After a break Jeffrey Mackie-Mason, the University Librarian of UC Berkeley, interviewed Brewster Kahle about the future of libraries and online knowledge. The discussion focused on many interesting issues, such as copyrights, digitization, prioritization of archiving materials, cost of preservation, avoiding duplication, accessibility and scale, IA’s plans to improve the Wayback Machine and many other important issues related to digitization and preservation. At the end of the interview, Kahle announced his white paper, which wrote entitled “Transforming Our Libraries into Digital Libraries”, and solicited feedback and suggestions from the audience.
— Yasmina Anwar (@yasmina_anwar) October 27, 2016
— Merrilee Proffitt (@MerrileeIAm) October 27, 2016
— Yasmina Anwar (@yasmina_anwar) October 27, 2016
— Merrilee Proffitt (@MerrileeIAm) October 27, 2016
— Mouse Reeve (@tripofmice) October 27, 2016
— Mouse Reeve (@tripofmice) October 27, 2016
— Dr.EB (@LNBel) October 27, 2016
At the end of the day, we had an unusual and creative group photo by the great photographer Brad Shirakawa who climbed out on a narrow plank high above the crowd to take our picture.
***
Set problem a =>
List each line of the records that contains the string "television", matching case exactly.
***
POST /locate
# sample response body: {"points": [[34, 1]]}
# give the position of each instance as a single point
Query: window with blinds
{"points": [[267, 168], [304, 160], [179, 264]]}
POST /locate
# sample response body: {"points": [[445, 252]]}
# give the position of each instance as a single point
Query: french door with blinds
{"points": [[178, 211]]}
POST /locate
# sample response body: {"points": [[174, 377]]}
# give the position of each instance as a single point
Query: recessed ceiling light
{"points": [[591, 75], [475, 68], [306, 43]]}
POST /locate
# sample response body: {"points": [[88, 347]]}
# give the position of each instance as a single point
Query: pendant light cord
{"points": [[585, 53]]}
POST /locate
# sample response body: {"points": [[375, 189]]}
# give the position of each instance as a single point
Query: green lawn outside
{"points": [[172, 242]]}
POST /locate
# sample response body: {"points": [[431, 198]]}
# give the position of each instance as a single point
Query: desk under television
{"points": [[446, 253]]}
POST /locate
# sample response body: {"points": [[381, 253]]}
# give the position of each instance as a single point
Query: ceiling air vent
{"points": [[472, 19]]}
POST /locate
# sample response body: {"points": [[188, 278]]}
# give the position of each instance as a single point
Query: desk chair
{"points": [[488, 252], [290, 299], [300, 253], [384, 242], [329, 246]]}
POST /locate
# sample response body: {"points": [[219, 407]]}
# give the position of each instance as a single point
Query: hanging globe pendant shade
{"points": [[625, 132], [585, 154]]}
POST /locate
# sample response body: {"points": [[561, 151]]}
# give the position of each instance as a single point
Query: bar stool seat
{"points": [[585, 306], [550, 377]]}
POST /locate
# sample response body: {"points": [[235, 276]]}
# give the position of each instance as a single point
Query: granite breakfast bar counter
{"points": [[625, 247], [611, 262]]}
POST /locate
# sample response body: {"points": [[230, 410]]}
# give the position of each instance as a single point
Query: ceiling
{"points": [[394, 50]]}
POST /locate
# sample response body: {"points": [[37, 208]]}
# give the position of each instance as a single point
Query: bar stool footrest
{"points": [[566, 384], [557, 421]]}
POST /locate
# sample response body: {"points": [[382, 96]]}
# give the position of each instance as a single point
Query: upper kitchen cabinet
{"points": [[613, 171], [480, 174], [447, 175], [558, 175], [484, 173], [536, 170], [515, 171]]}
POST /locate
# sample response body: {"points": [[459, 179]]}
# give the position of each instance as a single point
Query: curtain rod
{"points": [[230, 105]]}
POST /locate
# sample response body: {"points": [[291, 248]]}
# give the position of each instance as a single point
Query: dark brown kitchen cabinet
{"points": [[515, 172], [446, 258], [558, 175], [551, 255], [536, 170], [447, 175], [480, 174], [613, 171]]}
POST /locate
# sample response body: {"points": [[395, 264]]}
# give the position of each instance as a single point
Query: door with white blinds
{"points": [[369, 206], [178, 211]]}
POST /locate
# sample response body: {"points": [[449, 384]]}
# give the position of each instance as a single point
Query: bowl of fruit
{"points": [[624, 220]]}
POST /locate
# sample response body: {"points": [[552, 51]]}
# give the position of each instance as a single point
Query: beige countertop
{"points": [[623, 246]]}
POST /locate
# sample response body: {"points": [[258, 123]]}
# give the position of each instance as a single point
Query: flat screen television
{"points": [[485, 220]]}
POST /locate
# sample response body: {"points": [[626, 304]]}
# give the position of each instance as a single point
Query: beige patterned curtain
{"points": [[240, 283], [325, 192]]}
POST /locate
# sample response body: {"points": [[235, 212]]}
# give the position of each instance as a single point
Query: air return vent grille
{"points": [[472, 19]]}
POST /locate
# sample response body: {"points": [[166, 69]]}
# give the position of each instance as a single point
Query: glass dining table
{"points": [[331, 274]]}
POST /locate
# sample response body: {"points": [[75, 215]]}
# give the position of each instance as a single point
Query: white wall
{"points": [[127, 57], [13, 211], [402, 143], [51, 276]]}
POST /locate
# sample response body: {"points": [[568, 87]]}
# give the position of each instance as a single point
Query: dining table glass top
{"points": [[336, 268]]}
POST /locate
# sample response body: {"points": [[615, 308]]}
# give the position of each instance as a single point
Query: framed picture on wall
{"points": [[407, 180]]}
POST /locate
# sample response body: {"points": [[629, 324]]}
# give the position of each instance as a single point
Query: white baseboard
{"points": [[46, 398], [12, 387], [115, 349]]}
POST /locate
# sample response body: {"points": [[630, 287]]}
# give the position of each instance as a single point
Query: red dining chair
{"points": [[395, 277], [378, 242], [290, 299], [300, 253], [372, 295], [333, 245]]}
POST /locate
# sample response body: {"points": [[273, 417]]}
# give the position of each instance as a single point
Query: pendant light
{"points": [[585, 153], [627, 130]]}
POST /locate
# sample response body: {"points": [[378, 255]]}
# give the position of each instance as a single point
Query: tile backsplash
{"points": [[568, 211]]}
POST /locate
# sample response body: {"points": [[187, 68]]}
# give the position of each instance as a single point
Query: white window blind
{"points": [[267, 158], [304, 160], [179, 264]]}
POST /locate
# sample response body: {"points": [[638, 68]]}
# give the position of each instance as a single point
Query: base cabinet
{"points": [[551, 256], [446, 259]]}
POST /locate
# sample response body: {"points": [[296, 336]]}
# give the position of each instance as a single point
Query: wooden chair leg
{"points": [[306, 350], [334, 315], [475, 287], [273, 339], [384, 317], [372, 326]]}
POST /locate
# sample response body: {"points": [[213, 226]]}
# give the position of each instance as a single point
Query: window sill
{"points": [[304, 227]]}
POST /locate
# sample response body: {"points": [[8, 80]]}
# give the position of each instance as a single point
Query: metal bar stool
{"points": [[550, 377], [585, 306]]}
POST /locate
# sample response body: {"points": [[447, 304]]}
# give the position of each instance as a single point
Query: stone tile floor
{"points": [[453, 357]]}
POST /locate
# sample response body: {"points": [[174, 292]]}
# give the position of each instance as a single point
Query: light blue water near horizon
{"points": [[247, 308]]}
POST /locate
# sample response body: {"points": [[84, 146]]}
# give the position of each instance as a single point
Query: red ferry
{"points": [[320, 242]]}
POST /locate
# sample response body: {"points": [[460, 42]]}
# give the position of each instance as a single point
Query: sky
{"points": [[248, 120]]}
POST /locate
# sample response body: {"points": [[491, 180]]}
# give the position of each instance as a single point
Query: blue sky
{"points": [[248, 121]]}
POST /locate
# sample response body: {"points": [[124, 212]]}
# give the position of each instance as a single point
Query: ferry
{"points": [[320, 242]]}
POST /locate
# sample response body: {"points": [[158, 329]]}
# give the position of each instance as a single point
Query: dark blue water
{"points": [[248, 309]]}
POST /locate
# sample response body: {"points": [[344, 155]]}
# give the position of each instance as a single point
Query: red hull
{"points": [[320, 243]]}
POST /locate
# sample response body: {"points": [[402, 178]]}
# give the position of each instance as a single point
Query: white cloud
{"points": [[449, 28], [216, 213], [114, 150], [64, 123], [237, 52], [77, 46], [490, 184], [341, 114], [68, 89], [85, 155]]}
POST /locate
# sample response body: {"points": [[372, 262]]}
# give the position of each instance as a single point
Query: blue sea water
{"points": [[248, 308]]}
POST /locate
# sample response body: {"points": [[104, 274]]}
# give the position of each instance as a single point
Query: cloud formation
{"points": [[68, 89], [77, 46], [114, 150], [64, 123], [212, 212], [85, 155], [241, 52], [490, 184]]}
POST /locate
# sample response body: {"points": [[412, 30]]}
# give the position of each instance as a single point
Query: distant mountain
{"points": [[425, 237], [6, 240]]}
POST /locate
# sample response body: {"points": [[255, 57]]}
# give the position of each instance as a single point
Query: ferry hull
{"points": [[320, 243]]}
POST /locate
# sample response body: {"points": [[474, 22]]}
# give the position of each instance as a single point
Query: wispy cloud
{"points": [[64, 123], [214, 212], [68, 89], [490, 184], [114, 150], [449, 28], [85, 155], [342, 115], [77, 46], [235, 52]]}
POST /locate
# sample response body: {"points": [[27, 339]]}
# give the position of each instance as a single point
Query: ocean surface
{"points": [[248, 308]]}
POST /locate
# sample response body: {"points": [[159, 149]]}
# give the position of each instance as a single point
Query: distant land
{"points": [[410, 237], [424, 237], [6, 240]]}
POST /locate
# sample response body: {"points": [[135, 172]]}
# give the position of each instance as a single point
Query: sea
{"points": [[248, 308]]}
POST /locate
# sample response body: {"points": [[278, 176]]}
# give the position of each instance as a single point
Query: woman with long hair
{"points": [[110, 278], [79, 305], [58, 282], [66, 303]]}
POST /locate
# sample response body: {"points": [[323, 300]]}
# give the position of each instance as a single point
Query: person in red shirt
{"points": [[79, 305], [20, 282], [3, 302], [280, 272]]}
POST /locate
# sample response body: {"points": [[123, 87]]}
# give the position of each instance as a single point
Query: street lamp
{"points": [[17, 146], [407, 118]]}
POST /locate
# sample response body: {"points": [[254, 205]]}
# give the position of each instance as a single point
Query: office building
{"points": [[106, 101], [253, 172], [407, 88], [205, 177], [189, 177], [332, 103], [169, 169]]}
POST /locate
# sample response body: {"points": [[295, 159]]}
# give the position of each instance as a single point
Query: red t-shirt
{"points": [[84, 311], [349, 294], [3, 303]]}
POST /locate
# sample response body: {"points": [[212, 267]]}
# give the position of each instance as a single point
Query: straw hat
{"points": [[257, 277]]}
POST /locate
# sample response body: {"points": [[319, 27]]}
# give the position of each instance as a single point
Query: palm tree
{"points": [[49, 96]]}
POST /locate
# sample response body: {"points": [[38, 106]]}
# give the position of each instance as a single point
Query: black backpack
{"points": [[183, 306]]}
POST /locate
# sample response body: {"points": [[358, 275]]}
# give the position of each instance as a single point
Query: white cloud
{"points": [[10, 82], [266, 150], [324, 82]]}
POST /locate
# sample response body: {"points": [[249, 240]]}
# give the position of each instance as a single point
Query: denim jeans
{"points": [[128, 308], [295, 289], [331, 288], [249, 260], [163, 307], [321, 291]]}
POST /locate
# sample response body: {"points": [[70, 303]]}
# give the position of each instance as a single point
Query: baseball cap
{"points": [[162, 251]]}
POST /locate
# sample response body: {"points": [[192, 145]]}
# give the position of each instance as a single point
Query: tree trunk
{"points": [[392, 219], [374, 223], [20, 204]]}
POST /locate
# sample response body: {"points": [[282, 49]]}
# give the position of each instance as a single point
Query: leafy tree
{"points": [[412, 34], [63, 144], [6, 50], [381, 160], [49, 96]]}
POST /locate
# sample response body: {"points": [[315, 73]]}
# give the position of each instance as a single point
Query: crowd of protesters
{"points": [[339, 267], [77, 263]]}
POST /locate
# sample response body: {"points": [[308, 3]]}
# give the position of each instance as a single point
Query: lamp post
***
Set problem b =>
In the event report, who took the group photo at the end of the day?

Response a =>
Query: desk under television
Query: flat screen television

Response b =>
Brad Shirakawa